+++ INFORMATION GIVEN

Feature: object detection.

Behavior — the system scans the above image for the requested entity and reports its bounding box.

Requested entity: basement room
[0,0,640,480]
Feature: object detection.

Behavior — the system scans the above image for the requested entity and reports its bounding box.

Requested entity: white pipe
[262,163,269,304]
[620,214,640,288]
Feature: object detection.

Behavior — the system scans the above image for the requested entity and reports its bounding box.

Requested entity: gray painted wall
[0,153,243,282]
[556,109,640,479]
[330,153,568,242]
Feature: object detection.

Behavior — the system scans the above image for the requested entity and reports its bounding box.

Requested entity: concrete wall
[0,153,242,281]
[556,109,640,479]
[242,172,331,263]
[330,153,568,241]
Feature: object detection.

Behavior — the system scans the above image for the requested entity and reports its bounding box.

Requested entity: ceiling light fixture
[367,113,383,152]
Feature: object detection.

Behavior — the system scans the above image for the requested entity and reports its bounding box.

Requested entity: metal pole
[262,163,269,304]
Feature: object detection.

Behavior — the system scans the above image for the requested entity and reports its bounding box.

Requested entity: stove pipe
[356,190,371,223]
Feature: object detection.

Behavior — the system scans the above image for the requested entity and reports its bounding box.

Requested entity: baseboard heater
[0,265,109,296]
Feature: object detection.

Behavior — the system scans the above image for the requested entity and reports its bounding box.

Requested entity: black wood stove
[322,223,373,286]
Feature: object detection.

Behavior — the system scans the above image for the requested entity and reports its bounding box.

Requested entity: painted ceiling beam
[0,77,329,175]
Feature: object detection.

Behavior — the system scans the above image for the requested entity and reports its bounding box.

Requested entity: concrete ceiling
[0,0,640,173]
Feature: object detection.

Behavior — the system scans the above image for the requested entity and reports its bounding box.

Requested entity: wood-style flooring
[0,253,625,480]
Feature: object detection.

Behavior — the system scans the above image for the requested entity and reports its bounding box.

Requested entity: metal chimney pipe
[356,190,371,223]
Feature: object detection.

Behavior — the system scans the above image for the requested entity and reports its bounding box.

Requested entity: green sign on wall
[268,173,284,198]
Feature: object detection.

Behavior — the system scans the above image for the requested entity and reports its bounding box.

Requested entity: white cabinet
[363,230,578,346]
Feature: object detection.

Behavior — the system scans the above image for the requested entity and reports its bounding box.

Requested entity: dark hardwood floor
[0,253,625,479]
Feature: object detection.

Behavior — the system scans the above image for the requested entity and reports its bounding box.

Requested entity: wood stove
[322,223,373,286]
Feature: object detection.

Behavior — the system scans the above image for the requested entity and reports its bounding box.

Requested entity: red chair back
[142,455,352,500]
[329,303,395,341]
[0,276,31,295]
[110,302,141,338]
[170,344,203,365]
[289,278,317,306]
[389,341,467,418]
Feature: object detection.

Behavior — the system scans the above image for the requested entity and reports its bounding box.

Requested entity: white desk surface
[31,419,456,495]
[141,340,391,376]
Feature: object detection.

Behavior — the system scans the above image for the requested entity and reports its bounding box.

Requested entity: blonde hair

++++++

Swap "concrete wall" for "brick wall" in the rows from the beginning up to and including the line with "[367,113,383,152]", and leave everything else in those lines unchanged. Give only those rows.

Feature: object detection.

Behavior — the system scans the above image for the requested entity and reports its bounding box.

Requested entity: basement room
[0,0,640,480]
Feature: object detection.

Behavior — the system scans the above image for the requested entity and reports its bounding box.

Requested entity: white pipe
[262,163,269,304]
[620,214,640,288]
Feature: object detection.

Behavior — the system scans the above image for the requested entity and reports its bounding box.

Requested entity: gray painted wall
[0,153,243,282]
[556,109,640,479]
[330,153,568,242]
Feature: object detection.

Behavior — the system scans the above image for the requested entity and reports its bounding box.

Requested entity: brick wall
[0,153,242,281]
[556,109,640,479]
[242,172,331,263]
[330,153,568,241]
Feature: object detection.

Behavior — the system scans the above image for the requested entity and reports its bounding box.

Requested entity: ceiling light fixture
[367,113,383,152]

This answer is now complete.